◆ Work item ◆
Reproduce the whole listing below without its pictures, exactly as written.

**** Data to examine

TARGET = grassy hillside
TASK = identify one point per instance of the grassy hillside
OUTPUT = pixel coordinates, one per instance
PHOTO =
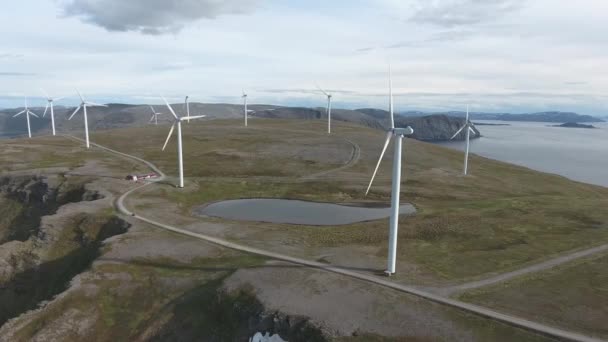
(499, 218)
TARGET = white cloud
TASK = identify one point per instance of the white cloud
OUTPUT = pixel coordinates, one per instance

********

◆ Written answer ◆
TARGET = grassy hillside
TASK = identify one point per instance of the grassy hillside
OUTPUT = pixel coordinates, one per instance
PHOTO =
(499, 218)
TARGET = white cloud
TASK = identify one point per instance of the white cloud
OUTPUT = pixel coordinates, one per instance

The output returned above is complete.